Exercise description :: Only the number is needed: how many lines of the records include "wearing"?

(Point-per-instance localization data)
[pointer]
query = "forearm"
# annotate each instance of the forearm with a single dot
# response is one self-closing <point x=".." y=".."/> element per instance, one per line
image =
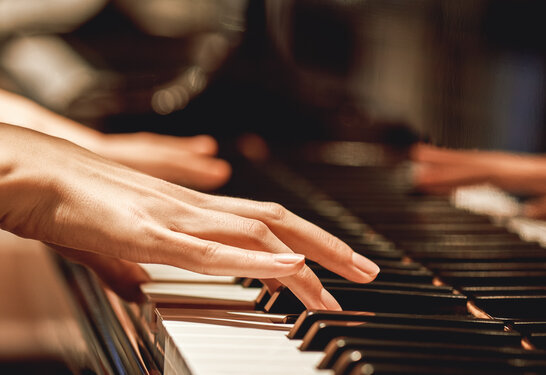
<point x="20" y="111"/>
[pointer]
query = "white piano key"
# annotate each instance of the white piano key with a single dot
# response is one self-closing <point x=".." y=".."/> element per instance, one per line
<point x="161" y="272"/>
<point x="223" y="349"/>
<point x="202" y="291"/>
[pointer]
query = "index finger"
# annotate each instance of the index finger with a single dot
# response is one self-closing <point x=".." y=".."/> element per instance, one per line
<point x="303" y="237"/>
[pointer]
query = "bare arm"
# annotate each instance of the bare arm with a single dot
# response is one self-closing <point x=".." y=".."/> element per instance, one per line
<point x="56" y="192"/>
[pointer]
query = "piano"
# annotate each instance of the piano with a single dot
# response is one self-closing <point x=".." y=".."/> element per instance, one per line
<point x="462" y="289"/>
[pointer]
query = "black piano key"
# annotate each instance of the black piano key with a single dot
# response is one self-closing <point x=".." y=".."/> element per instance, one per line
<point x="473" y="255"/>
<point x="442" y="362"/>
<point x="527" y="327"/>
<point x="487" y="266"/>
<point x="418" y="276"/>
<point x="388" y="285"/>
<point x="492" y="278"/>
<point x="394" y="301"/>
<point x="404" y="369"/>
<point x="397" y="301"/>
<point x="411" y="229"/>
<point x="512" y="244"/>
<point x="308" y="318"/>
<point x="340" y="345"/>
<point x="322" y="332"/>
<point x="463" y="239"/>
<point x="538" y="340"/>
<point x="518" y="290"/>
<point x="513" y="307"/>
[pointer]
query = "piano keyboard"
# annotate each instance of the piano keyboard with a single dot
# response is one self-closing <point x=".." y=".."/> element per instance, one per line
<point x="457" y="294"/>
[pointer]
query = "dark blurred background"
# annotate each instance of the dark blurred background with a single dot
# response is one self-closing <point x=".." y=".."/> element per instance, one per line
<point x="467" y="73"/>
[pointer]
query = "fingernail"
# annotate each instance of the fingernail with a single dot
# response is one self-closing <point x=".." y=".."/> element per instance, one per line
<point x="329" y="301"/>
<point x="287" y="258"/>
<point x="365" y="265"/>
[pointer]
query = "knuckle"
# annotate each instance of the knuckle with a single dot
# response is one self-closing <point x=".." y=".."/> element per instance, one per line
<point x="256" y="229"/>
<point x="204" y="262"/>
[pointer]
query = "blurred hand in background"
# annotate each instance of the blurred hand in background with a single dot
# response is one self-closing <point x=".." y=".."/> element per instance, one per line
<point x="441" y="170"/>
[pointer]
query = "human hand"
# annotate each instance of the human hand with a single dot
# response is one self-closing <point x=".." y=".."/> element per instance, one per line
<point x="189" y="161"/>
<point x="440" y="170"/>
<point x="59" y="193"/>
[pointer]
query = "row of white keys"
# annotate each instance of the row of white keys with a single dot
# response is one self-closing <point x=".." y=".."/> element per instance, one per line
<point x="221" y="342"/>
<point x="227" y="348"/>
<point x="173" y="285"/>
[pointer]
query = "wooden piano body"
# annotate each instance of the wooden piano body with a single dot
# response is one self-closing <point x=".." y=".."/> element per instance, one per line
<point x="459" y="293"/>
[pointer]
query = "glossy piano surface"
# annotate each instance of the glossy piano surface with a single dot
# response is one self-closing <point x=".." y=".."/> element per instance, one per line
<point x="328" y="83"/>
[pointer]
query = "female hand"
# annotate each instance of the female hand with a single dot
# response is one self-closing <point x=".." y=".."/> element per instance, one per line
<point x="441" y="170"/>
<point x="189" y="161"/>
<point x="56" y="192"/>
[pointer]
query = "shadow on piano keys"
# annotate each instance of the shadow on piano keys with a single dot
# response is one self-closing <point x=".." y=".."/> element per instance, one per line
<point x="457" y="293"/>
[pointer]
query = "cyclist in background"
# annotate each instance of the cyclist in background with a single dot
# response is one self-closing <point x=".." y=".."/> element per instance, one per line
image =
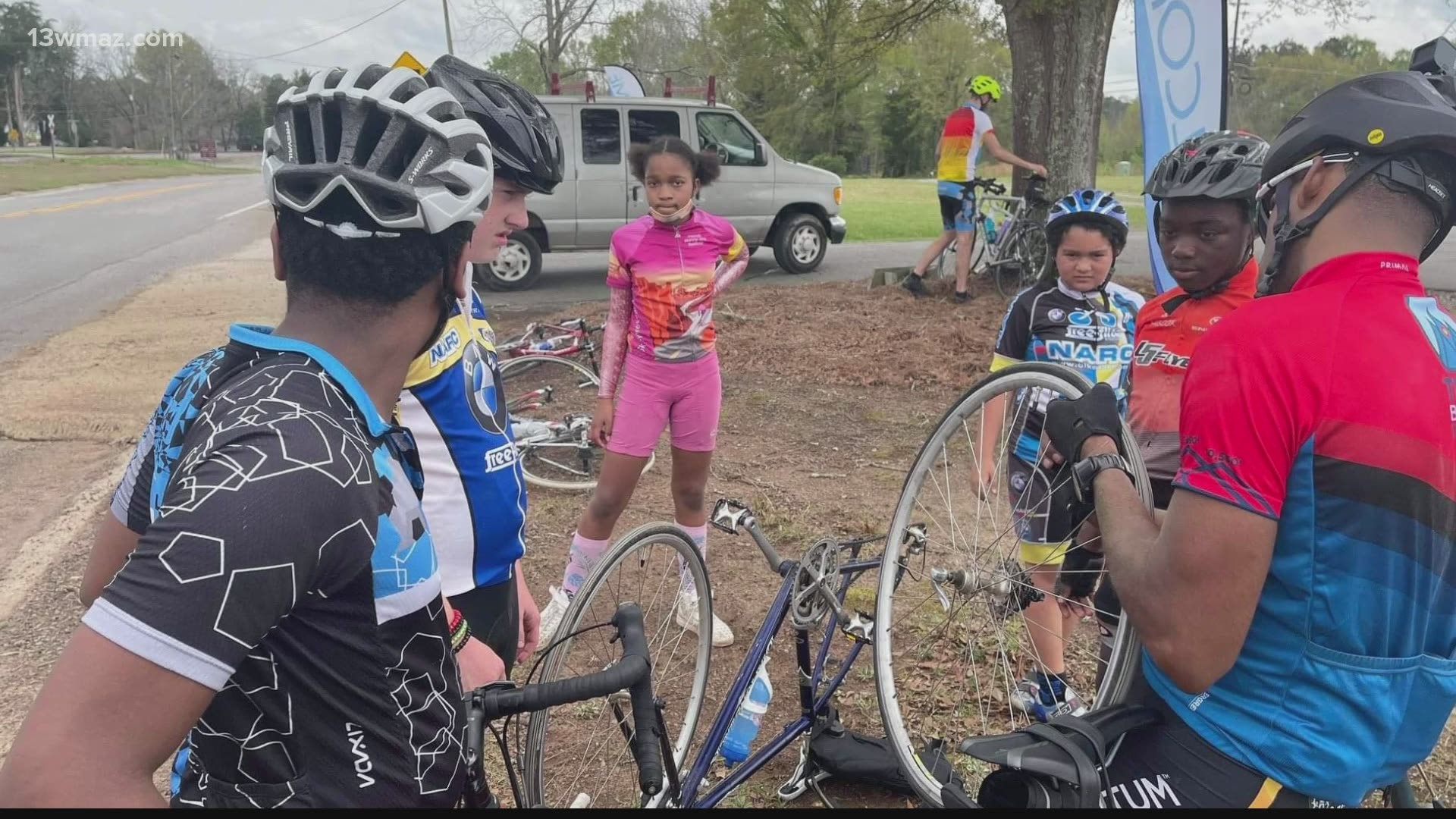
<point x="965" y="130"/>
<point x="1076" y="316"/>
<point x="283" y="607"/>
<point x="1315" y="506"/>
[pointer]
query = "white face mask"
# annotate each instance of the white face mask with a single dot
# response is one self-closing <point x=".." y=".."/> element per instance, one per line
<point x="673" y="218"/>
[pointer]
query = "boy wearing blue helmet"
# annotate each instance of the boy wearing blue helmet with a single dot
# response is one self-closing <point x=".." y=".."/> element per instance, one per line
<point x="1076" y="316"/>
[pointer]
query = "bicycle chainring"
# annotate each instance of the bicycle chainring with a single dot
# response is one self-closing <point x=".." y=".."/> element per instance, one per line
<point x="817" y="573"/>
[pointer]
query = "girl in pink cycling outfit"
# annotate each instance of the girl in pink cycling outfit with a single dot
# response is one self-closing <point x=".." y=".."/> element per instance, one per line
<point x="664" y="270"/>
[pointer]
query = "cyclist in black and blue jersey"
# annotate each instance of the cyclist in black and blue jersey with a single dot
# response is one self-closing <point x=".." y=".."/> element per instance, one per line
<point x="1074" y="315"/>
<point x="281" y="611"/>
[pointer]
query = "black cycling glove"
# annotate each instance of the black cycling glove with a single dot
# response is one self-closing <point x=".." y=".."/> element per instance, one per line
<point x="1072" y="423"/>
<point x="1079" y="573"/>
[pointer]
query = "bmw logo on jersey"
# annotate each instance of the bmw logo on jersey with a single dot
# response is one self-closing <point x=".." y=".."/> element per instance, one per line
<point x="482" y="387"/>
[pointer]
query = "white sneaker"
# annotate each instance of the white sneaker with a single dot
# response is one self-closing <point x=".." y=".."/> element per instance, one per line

Response to the task :: 2